→ **What to work on**
Pull out each line in the items below that contains the word "instance".

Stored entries
------
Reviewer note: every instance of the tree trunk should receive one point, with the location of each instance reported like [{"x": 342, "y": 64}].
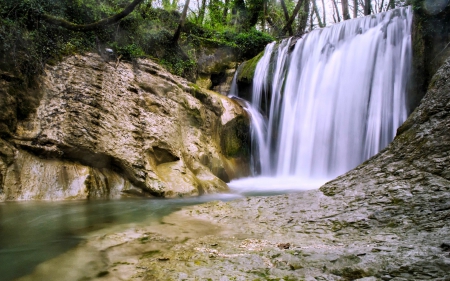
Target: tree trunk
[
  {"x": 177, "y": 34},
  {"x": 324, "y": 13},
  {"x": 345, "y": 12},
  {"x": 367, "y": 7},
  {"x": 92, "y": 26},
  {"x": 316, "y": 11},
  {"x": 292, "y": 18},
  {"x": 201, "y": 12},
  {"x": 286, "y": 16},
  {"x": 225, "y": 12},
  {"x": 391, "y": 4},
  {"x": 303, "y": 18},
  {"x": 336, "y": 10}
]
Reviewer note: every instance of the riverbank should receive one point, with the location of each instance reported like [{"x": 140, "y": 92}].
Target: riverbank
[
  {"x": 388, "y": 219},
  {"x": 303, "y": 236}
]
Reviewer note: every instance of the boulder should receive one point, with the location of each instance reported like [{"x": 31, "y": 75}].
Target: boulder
------
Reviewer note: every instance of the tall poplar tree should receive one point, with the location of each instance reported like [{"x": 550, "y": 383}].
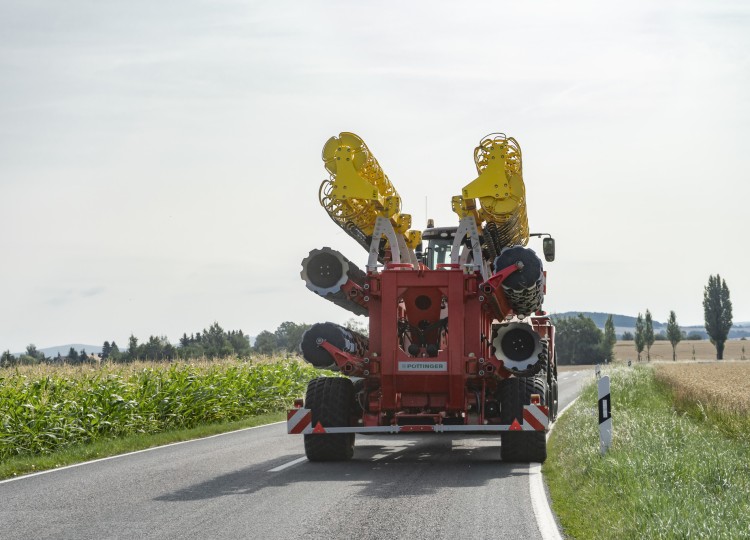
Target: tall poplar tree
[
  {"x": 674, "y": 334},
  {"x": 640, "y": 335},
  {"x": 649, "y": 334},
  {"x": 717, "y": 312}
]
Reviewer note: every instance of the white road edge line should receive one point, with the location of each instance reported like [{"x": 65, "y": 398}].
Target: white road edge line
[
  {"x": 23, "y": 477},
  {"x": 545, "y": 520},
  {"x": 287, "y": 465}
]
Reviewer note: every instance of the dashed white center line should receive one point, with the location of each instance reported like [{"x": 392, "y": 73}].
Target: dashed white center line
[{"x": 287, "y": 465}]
------
→ **The completed task**
Reviewer note: every instance of the tree trunk should receive one point, with the location of each instance reported like [{"x": 342, "y": 64}].
Reviewer note: every instance of the riverbank should receive one point, with the location of each instance reported like [{"x": 140, "y": 92}].
Reviewer note: every instance of the boulder should receive one point, with the location of each instance reported like [{"x": 31, "y": 75}].
Reviewer note: every instance of the tall poplar tree should receive one point, with the location of each instance reported like [{"x": 550, "y": 383}].
Reviewer note: every instance of the white road edge line should receive one point, with the location of each instance reported like [{"x": 65, "y": 398}].
Reviewer note: every instance of the dashed white center line should receive one point, with the location of each instance reported like [{"x": 392, "y": 73}].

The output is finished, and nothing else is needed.